### Action item
Transcribe the passage of the text about a life shaped by Nepal between "I was 19 years" and "their iconic culture.", inclusive.

WOW | Coffee Break


Neville Sarony

I was 19 years old and had just joined the 2/7th Gurkha Rifles in Singapore. Instructed to learn Gorkhali – the Army’s version of Nepali – I was given a book entitled ‘English for Gurkha Soldiers’ by J.P. Cross and told to get on and learn the language as quickly as possible. I had a facility for languages, spoke French and German but Nepali was to be my passport to a life in love with Nepal and its people. The more I learned, the more I was allowed to enter into their iconic culture.

After the Army, I returned to London to study law and fell in love with Bimala Dewan who was studying Nursing at St. Thomas’ Hospital. Bim and I were married in London in 1963. She was the daughter of an officer in 1/7th Gurkhas and I became both bhena and juwain. My memoir ‘Counsel in the Clouds’ is our story, how Bim became Nepal’s first fashion designer and I the first foreign lawyer to work in Nepal.

I lost Bim in 1976 but our 13 dramatic years together and my memories of her instilled the DNA of Nepal into my life. Her spirit lives on in our beautiful and gifted daughter, Tania.
In 1985, I built my dream house in Budhanilkantha, bought Zenith Travels and persuaded DragonAir and Qatar Airways to fly to Kathmandu. In 1998, I swallowed the bitter pill of watching my Nepalese world crashing down around my ears, losing everything in a vicious divorce. But my friends knew that the love did not die with the material things and so I invested in the Jiri hydro-electric plant. Both my published novels, ‘The Dharma Expedient’ and ‘Devlin’s Chakra’ are inspired by the country and its people, especially the Buddhist philosophy. These are rich sources for political thrillers. Following the earthquakes in 2015, I was privileged to become a Trustee of the Nepal Umbrella Foundation which rescues children from trafficking, restoring their dignity and giving them a fresh start in life.

The key to the most meaningful dimension of my life was a little book that was written to enable Gurkha soldiers to gain insight into my language but, in a sort of reverse takeover, I passed through a transformational mirror into a Nepalese life.

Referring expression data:
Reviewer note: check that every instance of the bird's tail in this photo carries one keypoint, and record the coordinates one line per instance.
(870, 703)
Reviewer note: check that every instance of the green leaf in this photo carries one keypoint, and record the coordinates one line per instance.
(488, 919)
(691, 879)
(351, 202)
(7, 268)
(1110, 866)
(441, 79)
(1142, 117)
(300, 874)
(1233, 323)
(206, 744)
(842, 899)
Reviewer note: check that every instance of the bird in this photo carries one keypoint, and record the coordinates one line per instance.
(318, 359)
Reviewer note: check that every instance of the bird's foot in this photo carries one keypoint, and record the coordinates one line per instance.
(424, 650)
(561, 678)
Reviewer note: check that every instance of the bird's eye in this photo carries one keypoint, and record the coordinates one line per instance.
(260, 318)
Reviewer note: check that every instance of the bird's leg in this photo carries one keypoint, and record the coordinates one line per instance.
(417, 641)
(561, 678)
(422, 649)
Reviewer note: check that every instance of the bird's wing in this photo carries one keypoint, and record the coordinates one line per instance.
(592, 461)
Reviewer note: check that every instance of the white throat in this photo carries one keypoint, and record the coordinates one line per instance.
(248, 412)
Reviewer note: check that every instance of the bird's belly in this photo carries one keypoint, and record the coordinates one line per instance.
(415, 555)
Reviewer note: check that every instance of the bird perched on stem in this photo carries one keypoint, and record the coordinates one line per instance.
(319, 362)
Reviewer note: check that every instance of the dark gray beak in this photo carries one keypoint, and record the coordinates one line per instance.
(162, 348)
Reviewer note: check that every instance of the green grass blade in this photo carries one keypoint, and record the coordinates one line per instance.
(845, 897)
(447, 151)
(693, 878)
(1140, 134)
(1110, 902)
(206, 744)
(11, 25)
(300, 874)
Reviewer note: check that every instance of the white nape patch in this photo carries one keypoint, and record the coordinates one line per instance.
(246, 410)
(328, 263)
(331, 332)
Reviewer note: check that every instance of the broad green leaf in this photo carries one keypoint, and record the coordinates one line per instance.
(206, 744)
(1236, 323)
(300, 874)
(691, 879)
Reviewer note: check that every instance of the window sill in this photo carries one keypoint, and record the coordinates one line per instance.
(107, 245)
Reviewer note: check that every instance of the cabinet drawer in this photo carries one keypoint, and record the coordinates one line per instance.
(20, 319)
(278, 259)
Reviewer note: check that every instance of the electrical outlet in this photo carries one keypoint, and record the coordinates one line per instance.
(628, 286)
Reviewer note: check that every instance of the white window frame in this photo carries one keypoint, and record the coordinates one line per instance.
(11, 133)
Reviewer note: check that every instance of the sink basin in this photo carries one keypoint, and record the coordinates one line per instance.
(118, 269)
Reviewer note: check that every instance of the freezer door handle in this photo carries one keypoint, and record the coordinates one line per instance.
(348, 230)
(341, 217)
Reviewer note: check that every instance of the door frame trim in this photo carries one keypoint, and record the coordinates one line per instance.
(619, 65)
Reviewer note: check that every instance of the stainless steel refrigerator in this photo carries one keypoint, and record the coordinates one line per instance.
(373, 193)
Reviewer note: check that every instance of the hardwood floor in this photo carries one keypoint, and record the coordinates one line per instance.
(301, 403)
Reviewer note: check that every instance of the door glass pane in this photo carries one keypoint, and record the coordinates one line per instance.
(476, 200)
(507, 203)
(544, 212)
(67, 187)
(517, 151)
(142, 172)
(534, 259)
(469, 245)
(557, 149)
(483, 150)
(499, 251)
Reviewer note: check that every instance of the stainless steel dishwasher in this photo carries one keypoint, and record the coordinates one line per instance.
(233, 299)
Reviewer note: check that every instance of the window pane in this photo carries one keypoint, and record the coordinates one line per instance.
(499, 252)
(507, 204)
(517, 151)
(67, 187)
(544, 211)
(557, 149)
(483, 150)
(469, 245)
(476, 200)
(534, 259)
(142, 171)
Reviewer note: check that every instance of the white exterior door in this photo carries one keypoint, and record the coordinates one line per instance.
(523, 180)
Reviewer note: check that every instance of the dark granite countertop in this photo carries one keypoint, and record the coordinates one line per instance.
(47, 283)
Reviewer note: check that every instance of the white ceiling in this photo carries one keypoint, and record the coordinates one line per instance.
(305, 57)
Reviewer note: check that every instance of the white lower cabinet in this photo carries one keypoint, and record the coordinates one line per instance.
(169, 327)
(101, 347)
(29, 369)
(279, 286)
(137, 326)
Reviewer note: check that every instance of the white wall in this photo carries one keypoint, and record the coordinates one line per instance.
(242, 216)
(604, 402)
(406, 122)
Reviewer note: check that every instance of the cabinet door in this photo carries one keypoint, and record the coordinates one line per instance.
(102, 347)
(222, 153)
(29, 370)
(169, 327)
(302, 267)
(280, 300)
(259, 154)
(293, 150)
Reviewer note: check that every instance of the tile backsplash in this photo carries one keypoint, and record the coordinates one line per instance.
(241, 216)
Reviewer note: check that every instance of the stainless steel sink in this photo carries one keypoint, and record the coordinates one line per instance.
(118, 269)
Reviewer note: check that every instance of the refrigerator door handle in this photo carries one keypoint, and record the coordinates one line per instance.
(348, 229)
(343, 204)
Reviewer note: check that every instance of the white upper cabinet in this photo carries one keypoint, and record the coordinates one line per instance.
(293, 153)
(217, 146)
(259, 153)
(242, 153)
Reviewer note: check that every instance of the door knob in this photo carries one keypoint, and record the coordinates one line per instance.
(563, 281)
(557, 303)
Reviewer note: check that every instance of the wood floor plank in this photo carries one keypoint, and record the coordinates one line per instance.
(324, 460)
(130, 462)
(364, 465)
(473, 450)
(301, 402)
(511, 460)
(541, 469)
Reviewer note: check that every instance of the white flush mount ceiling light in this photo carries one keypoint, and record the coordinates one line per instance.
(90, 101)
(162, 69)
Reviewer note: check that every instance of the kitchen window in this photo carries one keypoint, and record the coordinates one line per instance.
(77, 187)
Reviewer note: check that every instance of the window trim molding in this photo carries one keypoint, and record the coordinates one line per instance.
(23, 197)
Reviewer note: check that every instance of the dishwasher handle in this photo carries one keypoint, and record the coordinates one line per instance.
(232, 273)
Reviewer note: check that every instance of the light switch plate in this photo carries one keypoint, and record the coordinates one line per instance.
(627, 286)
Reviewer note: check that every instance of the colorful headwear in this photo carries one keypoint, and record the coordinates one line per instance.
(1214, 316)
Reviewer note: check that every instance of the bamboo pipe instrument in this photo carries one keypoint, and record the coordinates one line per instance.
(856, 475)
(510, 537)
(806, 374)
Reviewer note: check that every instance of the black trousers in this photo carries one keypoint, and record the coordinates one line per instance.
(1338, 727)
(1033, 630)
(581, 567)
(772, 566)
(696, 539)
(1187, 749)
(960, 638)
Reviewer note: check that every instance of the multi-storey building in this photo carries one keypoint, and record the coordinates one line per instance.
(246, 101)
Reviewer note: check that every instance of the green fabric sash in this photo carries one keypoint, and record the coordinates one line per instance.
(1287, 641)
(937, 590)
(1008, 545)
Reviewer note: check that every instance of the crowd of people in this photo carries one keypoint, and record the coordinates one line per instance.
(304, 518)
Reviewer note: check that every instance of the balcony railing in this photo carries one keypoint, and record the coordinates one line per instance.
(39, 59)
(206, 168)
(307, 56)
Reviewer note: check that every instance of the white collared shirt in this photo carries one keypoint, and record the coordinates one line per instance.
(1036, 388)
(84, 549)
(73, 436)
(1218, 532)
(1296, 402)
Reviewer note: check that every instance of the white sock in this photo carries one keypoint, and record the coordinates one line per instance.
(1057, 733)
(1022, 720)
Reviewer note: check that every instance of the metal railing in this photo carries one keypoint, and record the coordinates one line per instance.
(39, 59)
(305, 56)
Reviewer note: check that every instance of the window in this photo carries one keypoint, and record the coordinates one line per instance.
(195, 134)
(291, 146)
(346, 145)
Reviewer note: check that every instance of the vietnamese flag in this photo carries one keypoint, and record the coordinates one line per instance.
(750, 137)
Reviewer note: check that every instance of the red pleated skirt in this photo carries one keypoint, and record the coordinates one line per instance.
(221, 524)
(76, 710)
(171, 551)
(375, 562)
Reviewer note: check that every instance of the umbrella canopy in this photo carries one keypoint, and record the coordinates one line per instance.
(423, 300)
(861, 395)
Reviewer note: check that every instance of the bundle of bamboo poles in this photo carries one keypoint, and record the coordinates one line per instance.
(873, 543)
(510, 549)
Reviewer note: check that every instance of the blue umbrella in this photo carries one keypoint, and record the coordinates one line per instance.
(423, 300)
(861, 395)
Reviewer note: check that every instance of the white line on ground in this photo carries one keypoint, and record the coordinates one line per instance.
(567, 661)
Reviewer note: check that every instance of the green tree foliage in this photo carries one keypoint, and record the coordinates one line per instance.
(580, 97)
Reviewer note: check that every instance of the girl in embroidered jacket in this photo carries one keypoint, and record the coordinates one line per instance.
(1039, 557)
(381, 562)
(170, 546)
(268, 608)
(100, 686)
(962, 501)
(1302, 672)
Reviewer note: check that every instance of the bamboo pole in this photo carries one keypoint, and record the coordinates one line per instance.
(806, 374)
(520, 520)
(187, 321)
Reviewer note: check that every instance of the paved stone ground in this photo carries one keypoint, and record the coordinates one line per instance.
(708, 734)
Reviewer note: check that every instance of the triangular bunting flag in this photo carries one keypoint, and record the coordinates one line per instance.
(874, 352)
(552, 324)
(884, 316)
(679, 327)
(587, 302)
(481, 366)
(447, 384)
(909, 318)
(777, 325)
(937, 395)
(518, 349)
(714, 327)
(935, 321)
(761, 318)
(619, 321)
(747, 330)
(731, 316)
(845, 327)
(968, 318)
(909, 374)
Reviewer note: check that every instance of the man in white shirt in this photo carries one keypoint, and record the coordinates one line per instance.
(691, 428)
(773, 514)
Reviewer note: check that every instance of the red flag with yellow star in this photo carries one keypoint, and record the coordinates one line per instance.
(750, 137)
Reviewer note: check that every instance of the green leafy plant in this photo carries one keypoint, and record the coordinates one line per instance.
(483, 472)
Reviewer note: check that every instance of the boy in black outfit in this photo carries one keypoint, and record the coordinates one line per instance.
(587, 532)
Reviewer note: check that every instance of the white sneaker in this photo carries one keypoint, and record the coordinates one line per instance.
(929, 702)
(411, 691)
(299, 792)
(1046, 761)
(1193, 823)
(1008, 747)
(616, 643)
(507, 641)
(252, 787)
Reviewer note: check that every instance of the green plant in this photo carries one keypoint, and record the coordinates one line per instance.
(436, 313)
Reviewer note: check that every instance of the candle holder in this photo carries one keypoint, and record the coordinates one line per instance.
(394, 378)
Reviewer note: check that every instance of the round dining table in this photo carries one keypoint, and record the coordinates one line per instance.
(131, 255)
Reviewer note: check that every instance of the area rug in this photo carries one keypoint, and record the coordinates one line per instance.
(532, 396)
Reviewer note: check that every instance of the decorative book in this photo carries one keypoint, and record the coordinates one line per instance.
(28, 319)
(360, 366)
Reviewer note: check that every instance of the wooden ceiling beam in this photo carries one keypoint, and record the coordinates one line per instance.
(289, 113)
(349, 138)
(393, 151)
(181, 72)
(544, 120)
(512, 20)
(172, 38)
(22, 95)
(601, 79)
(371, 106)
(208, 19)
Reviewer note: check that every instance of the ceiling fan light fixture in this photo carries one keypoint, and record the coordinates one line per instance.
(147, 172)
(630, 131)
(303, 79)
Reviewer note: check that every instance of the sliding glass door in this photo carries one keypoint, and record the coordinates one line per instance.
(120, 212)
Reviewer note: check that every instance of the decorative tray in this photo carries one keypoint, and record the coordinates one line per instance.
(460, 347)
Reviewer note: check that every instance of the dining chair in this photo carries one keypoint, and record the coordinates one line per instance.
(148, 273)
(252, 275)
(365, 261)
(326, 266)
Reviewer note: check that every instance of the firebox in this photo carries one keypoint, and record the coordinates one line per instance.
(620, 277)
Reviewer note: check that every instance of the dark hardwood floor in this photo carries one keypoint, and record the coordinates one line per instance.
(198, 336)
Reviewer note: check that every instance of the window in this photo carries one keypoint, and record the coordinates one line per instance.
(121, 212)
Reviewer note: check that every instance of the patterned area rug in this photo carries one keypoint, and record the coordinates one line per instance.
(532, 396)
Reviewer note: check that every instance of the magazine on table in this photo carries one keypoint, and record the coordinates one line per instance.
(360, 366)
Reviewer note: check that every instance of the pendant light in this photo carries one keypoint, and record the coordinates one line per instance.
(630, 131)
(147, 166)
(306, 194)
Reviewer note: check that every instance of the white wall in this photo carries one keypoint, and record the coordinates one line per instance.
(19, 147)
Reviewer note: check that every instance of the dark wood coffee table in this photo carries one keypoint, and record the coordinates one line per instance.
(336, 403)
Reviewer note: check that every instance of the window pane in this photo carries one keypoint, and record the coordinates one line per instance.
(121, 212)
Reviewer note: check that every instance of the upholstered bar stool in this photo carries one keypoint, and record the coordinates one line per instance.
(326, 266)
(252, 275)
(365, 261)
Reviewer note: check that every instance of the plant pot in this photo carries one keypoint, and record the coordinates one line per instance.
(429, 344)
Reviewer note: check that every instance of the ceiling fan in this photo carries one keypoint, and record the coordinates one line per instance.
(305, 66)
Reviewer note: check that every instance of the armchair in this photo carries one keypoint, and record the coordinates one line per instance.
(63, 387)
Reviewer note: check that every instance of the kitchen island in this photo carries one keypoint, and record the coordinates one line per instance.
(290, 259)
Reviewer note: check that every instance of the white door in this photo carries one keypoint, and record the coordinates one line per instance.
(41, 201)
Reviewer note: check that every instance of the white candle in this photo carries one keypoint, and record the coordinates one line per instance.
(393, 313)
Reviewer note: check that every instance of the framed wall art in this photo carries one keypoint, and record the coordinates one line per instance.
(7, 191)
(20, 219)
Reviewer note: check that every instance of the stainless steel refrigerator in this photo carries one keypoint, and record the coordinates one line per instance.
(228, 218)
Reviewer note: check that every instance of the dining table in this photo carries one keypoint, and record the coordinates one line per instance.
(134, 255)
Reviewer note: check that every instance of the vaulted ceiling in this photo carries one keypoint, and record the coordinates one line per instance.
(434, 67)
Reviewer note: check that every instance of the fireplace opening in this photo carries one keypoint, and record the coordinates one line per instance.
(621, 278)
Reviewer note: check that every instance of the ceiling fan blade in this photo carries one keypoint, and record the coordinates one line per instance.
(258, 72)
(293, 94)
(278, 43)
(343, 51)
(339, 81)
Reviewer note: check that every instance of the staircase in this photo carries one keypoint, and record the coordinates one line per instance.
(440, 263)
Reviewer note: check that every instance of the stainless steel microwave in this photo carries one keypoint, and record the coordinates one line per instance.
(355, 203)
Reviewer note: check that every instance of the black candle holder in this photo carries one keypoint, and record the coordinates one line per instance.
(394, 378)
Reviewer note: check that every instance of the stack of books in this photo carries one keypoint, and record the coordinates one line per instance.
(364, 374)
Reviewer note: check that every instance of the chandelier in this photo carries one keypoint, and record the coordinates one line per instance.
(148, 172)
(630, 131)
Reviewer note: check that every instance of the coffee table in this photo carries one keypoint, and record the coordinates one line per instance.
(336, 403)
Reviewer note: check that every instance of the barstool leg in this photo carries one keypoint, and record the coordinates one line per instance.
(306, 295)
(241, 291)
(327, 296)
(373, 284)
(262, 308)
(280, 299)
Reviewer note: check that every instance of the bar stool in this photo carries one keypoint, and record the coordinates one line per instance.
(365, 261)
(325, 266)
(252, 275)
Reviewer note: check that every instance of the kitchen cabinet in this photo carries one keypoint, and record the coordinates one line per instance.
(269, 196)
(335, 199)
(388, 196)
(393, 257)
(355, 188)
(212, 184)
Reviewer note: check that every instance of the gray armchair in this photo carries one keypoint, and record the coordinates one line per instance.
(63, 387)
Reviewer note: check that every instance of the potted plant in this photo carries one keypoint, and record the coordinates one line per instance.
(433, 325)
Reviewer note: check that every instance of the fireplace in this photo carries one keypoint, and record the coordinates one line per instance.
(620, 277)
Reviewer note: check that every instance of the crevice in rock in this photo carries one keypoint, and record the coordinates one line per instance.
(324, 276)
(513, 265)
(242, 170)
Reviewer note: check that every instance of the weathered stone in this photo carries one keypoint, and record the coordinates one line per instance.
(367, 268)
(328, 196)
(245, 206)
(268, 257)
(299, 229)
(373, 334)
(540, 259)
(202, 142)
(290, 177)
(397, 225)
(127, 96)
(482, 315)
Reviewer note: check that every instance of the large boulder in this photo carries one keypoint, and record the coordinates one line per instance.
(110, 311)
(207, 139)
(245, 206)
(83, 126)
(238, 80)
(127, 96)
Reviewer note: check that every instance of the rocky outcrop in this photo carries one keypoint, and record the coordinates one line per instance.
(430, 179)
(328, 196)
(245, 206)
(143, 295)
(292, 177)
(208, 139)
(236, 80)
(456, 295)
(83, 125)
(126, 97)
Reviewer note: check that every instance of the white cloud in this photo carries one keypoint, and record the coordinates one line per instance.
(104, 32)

### Written solution
I was 19 years old and had just joined the 2/7th Gurkha Rifles in Singapore. Instructed to learn Gorkhali – the Army’s version of Nepali – I was given a book entitled ‘English for Gurkha Soldiers’ by J.P. Cross and told to get on and learn the language as quickly as possible. I had a facility for languages, spoke French and German but Nepali was to be my passport to a life in love with Nepal and its people. The more I learned, the more I was allowed to enter into their iconic culture.